### What to produce
Report each line of the records where "prompts" occurs.

### Records to process
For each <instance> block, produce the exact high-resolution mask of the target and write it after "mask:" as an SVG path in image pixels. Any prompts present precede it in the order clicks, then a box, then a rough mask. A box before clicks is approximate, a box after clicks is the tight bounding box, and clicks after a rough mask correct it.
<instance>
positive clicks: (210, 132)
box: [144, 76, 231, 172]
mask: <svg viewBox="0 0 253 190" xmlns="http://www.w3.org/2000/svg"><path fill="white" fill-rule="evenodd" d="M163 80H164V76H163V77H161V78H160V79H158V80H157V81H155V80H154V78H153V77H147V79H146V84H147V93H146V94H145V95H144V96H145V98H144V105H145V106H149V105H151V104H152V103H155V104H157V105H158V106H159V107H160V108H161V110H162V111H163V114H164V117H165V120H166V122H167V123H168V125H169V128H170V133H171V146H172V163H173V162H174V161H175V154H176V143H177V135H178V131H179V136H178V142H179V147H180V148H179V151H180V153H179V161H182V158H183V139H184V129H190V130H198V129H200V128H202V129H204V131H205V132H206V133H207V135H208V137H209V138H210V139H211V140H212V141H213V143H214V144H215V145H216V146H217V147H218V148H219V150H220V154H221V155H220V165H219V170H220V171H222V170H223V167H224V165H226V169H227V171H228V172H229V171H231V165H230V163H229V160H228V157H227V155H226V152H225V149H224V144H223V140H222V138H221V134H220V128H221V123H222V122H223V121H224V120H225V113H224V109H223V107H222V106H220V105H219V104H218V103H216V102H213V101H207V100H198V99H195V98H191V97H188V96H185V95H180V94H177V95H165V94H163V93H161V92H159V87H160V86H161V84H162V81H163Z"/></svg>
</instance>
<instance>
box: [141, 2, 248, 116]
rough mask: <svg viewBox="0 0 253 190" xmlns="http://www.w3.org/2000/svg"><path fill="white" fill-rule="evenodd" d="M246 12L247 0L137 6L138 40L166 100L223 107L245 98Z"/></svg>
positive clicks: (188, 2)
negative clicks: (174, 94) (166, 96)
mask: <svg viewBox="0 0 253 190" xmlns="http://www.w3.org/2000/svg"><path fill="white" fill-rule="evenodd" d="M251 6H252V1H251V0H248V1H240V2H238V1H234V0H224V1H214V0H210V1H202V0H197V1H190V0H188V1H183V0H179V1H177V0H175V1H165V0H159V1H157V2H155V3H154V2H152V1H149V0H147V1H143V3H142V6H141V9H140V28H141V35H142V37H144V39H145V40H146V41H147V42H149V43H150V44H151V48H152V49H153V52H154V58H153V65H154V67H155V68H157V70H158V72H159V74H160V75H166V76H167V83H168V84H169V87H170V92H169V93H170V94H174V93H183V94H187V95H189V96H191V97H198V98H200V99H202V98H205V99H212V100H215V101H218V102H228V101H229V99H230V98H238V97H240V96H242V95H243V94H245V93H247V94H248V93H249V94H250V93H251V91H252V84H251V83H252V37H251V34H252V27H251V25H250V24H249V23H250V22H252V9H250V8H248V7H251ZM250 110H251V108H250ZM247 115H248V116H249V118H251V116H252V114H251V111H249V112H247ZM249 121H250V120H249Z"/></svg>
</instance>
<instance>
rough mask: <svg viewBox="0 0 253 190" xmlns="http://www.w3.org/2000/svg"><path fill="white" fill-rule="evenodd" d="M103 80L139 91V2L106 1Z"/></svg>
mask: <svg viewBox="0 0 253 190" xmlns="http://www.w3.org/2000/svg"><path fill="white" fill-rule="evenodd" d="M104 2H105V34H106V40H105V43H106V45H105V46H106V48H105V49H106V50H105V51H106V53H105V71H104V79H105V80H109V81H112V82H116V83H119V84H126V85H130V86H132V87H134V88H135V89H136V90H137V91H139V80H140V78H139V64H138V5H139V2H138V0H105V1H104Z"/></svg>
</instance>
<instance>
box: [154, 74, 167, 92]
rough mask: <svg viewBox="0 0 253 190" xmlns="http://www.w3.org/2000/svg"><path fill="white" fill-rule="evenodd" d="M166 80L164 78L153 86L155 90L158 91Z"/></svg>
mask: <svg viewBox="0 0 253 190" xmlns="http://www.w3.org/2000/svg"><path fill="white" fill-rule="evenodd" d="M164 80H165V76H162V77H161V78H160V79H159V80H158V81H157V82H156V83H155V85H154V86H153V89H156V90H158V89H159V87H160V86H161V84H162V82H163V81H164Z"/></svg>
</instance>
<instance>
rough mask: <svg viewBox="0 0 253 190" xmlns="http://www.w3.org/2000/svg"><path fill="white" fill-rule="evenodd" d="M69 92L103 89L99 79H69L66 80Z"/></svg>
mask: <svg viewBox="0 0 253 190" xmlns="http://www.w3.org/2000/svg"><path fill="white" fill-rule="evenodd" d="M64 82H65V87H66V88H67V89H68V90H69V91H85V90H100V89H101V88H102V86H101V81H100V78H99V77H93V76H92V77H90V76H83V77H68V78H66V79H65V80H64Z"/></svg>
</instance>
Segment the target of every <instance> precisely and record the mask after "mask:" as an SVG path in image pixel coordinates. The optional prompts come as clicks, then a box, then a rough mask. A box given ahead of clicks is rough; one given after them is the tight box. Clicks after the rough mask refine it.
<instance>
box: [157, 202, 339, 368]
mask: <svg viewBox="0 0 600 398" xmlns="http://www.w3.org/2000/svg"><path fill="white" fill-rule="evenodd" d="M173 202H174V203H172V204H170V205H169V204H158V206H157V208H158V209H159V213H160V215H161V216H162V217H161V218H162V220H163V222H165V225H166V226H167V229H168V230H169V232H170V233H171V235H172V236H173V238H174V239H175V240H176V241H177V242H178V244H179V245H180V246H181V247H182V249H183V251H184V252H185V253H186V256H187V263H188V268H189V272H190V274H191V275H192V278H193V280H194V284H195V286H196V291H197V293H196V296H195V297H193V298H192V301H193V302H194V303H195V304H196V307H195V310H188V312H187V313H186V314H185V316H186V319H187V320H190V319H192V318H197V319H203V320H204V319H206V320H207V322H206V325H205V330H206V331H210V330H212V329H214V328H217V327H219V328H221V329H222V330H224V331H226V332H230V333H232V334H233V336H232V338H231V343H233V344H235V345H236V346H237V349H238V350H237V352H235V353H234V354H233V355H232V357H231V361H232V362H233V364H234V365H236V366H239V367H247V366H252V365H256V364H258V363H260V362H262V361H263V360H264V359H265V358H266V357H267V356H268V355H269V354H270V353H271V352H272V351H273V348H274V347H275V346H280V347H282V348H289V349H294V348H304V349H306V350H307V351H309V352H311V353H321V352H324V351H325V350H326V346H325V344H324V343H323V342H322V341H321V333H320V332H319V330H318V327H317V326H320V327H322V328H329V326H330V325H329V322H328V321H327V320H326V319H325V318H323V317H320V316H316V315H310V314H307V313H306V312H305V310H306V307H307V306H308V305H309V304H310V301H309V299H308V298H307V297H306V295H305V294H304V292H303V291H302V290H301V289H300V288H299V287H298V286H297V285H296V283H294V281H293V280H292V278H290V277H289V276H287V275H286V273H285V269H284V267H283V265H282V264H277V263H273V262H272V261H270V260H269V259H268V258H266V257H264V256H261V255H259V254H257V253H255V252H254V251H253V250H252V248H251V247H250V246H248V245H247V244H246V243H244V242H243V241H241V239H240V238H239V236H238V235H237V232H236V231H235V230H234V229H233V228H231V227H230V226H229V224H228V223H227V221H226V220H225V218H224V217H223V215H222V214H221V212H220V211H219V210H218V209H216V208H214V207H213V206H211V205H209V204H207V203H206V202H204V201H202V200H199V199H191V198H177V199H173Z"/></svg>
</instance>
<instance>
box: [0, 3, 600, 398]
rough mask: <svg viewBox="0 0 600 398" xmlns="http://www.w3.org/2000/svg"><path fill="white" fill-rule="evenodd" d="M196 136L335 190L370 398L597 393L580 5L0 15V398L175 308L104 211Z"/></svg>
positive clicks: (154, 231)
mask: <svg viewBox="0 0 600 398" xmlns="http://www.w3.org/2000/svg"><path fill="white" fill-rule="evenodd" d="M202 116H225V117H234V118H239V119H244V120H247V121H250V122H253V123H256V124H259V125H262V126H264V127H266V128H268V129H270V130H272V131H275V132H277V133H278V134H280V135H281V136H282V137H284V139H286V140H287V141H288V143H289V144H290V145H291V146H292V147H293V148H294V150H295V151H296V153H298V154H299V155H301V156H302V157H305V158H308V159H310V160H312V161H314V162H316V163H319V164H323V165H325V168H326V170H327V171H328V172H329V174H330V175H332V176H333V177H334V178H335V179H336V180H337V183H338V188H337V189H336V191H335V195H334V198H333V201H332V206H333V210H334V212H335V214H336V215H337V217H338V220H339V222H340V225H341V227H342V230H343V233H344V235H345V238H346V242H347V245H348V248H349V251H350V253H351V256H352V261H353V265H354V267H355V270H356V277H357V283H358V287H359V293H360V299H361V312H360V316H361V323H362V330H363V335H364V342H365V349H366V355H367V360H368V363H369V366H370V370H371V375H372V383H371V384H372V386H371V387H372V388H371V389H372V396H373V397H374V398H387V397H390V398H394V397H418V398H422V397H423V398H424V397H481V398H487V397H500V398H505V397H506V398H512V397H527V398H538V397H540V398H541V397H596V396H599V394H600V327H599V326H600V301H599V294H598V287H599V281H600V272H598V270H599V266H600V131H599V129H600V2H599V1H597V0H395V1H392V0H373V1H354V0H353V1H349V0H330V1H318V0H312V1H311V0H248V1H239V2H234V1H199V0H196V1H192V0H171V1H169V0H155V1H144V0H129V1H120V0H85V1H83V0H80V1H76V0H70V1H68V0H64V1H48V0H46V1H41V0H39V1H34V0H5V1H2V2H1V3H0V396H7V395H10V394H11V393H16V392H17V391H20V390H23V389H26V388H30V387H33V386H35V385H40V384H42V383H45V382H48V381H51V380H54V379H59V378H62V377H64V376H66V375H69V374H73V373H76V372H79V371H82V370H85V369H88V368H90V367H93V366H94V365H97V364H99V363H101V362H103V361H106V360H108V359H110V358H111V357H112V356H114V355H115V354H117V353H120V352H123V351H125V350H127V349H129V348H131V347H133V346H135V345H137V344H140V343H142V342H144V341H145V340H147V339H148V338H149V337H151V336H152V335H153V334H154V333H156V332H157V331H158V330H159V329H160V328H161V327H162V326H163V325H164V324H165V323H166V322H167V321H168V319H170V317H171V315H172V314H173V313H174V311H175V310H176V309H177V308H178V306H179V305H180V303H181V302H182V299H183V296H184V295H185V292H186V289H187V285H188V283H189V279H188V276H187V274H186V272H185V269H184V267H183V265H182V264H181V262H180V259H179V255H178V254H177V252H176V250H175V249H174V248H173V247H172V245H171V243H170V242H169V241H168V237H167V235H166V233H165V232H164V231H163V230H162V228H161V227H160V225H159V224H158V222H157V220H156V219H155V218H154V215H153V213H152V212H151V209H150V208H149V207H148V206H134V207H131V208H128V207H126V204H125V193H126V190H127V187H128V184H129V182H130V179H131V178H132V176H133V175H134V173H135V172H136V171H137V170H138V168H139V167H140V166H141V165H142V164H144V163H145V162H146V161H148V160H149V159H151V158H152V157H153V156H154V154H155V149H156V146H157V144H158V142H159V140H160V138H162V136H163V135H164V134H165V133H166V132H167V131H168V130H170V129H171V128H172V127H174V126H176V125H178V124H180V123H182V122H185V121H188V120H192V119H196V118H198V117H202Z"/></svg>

### Response area
For each <instance> block, produce the exact high-resolution mask of the target and write it after "mask:" as an SVG path in image pixels. Any prompts present precede it in the order clicks, then a box, then a rough mask. A box before clicks is approximate, a box after clicks is the tight bounding box, and clicks after a rough mask correct it.
Segment the target of every <instance> precisely and record the mask after "mask:" as an SVG path in image pixel coordinates. The optional prompts come as clicks, then a box, then a rough mask. A box given ahead of clicks is rough; one given after them is the tight box. Clicks after the rough mask refine it.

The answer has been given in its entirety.